Aufgaben:
1) Beantworte die folgenden Fragen zum Interview über das Hochhaus:
(a) In welcher Straße soll das Hochhaus gebaut werden?
(b) Welcher Partei gehört der Ausschussvorsitzende an?
(c) Was spricht laut dem Ausschussvorsitzenden für das Projekt?
2) Kopiere aus dem Interview den Abschnitt, der bei den Worten „Im Stadtplanungsausschuss wurden“ beginnt und nach „Projektmanagement GmbH ansehen.“ endet.

Textauszug:
________________________

Im Stadtplanungsausschuss wurden am Mittwoch die Pläne für das Hochhaus in der Schöneberger Straße vorgestellt. Der Ausschussvorsitzende John Dahl (SPD) berichtet von der Debatte und erklärt, warum er Zweifel am Sinn des Projektes hat.
John Dahl berichtet aus dem Ausschuss für Stadtentwicklung, Bauen und Wohnen der BVV Friedrichshain-Kreuzberg. Wie das Hochhaus aussehen soll, kann man sich auf der Website der UTB Projektmanagement GmbH ansehen.
Im Ausschuss für Stadtplanung wurden die überarbeiteten Hochhaus-Pläne für die Schöneberger Straße vorgestellt. Dort soll Platz sein für Wohnen, Gewerbe und soziale Infrastruktur. Wie waren die Reaktionen im Ausschuss?
Johl Dahl: Gemischt. Wir hatten ungewöhnlich viele Besucher*innen in der digitalen Sitzung. Es gab vereinzelte Claqueure – Menschen, die man noch nie zuvor im Ausschuss gesehen hat. Ich hatte den Eindruck, das war von bestimmter Seite gut vorbereitet. Aber es gab auch sehr kritische Stimmen aus der Anwohnerschaft, die berechtigte Fragen aufgeworfen haben.
Wie bewertest du das Bauvorhaben? Kannst du dem Hochhaus Gutes abgewinnen?
Viel abgewinnen kann ich dem Projekt nicht. Gut ist, dass es Wohnraum schaffen würde, da haben wir Bedarfe. Andererseits stört mich die Art und Weise. Wir haben dort eine sehr hohe Baudichte – ein Hochhaus auf einem kleinen Grundstück bedeutet die maximal mögliche Ausbeute.

________________________

Bereitgestellte Daten:
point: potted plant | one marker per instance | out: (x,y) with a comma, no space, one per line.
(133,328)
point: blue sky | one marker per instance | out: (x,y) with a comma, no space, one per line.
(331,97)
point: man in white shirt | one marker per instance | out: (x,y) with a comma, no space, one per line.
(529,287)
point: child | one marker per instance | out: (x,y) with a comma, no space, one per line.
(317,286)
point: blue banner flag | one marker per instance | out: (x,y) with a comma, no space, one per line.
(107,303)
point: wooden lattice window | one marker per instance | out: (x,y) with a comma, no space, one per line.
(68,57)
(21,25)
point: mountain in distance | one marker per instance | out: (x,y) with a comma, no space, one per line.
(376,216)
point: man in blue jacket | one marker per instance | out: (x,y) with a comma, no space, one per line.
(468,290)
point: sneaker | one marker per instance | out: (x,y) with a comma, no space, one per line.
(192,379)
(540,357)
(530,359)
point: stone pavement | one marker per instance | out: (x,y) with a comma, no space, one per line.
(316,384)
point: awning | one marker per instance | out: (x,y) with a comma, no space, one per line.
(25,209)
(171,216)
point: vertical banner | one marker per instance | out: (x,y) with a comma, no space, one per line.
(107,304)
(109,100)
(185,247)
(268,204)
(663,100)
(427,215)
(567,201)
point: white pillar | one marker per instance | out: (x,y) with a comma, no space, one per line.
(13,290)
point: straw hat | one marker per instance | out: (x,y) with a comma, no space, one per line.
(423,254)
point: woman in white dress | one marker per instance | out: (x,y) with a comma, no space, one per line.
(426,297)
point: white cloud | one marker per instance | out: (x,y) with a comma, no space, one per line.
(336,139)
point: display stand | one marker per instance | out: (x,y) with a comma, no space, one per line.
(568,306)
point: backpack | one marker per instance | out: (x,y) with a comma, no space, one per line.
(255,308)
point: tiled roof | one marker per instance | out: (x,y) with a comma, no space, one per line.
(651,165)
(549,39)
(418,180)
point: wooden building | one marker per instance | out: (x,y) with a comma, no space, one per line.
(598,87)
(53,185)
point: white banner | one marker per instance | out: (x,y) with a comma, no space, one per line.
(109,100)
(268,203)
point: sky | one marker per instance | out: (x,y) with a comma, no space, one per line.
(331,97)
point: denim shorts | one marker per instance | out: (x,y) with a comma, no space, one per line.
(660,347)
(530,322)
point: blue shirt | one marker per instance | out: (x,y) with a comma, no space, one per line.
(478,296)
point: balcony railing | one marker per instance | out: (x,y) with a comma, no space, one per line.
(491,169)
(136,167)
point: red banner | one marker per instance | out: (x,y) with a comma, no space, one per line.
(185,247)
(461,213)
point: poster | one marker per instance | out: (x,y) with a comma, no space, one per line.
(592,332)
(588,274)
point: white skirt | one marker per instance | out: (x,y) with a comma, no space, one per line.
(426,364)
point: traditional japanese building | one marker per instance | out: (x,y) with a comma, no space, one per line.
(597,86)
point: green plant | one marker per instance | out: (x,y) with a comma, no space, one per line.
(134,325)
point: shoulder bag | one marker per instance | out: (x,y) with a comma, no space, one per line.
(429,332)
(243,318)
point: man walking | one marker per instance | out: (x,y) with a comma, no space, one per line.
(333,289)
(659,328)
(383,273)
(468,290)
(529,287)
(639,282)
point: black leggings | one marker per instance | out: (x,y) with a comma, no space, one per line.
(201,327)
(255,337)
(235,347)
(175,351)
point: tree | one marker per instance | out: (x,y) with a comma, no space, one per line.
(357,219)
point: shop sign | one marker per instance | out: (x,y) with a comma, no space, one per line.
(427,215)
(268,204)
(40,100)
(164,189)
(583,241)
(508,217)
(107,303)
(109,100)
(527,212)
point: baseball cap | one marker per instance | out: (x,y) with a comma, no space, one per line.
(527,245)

________________________

Antworten:
1)
(a) In der Schöneberger Straße.
(b) Der SPD.
(c) Es würde Wohnraum schaffen, für den Bedarf besteht.

2)
Im Stadtplanungsausschuss wurden am Mittwoch die Pläne für das Hochhaus in der Schöneberger Straße vorgestellt. Der Ausschussvorsitzende John Dahl (SPD) berichtet von der Debatte und erklärt, warum er Zweifel am Sinn des Projektes hat.
John Dahl berichtet aus dem Ausschuss für Stadtentwicklung, Bauen und Wohnen der BVV Friedrichshain-Kreuzberg. Wie das Hochhaus aussehen soll, kann man sich auf der Website der UTB Projektmanagement GmbH ansehen.